--- Source material ---

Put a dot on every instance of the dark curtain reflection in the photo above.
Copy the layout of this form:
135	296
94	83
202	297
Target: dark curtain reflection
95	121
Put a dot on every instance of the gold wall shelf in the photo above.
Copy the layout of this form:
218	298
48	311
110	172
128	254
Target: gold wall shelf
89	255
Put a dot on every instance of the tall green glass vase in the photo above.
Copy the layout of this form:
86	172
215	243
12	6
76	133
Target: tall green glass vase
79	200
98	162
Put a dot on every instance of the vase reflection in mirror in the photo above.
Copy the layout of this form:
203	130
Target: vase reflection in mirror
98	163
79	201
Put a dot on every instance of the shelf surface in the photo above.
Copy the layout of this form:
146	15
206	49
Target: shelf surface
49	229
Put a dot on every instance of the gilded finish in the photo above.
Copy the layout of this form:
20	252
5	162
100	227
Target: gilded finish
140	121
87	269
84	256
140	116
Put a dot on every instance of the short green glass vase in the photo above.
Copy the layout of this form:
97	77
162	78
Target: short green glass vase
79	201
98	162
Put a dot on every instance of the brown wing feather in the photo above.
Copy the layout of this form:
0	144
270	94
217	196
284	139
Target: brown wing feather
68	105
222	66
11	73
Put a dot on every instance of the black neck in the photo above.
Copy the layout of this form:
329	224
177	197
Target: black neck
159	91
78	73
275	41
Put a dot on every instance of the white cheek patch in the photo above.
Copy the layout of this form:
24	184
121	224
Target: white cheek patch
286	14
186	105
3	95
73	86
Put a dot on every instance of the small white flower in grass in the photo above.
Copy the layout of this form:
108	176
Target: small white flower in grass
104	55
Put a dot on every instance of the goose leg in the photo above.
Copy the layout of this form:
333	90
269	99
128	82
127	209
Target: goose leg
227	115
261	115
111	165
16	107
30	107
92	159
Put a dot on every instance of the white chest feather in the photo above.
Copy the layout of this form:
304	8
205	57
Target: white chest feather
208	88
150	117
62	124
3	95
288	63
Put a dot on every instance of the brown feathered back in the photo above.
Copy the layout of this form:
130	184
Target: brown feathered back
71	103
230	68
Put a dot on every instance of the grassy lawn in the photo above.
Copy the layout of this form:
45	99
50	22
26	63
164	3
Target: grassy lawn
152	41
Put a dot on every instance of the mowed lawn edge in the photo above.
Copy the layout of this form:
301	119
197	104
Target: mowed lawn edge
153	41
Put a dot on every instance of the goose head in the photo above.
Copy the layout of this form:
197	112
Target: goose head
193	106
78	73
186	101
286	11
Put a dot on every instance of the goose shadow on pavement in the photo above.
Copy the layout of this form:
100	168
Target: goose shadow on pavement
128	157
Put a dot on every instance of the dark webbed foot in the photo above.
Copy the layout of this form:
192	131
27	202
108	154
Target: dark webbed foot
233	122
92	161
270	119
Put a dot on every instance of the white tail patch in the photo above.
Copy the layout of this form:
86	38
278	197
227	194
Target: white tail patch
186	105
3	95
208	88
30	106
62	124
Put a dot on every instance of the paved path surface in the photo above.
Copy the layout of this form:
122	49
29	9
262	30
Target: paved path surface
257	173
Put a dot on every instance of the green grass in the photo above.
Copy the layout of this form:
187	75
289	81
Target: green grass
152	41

---

> Task
Exact output of every entry is required.

> Solution to the problem
Put a dot on every instance of the dark curtain reflection in the photo above.
Copy the layout of this form:
135	296
94	83
202	297
Target: dark curtain reflection
95	121
Put a dot on every instance of the gold wall shelf in the photo above.
Copy the layout of this form:
218	298
48	311
110	172
128	254
Target: gold wall shelf
89	255
Put a dot on every instance of the tall green glass vase in the photo above.
Copy the layout of this form:
86	172
215	243
12	6
76	133
Target: tall green glass vase
79	200
98	162
Put a dot on every instance of the vase reflection in mirror in the photo above.
Copy the layout of this form:
203	130
Target: vase reflection in mirror
98	163
79	201
Put a dot on every instance of the shelf surface in the photo above.
Copy the layout of this form:
146	15
206	49
Target: shelf surface
49	229
Put a dot on every instance of the gilded finish in the photo above.
Copy the layout of this form:
20	252
5	162
100	227
Target: gilded finish
140	121
87	269
84	256
140	116
Put a dot on every instance of the short green glass vase in the photo above.
Copy the layout of this form:
97	77
162	78
Target: short green glass vase
79	201
98	162
Put a dot on every instance of the brown wing feather in the photo above.
Copy the layout of this form:
0	144
270	94
217	196
284	139
Target: brown wing feather
68	105
222	66
11	73
Put a dot on every instance of the black neck in the photo above.
Copy the layout of this form:
329	224
177	197
Target: black neck
159	91
78	73
275	41
Put a dot on every instance of the white cheek patch in the photo above.
Copy the layout of this form:
24	184
121	224
Target: white cheek patch
286	14
186	105
3	95
73	86
Put a dot on every instance of the small white flower in grass in the photo above.
Copy the layout of this form:
108	176
Target: small white flower in grass
104	55
Put a dot on every instance of the goose leg in the photo above.
Copy the layout of this form:
333	90
269	99
128	82
127	209
Target: goose leg
227	115
261	115
111	165
16	107
30	107
92	159
Put a dot on every instance of the white chest feather in the photo above.
Copy the layout of this form:
304	8
205	57
Target: white chest feather
208	88
150	117
62	124
3	95
288	63
Put a dot on every instance of the brown feathered back in the photo above.
Copy the layout of this form:
130	184
Target: brown feathered back
71	103
230	68
Put a dot on every instance of the grassy lawn in the photo above.
Copy the layout of this form:
45	99
50	22
26	63
164	3
Target: grassy lawn
152	41
Put a dot on every instance of the mowed lawn edge in the photo above.
Copy the layout of this form:
301	119
197	104
Target: mowed lawn edge
153	41
Put a dot on every instance of the goose head in the photo above.
Copy the layout of this form:
197	112
Target: goose head
193	106
78	73
186	101
286	11
Put a dot on every instance of the goose shadow on pavement in the photo above.
Copy the layout of this form:
100	168
Target: goose shadow on pavement
128	157
Put a dot on every instance of the dark webbed foot in the photo above.
Copy the layout of this form:
192	131
27	202
108	154
Target: dark webbed foot
233	122
92	161
270	119
Put a dot on every instance of the white tail patch in the photo above.
Copy the layout of this form:
86	38
278	197
227	194
Target: white tail patch
186	105
3	95
208	88
30	106
62	124
Put a dot on every instance of the paved path surface in the photo above.
Copy the layout of this form:
122	49
29	9
262	30
Target: paved path surface
257	173
Put a dot on every instance of the green grass in the photo above.
Copy the layout of this form:
187	75
289	81
Target: green grass
152	41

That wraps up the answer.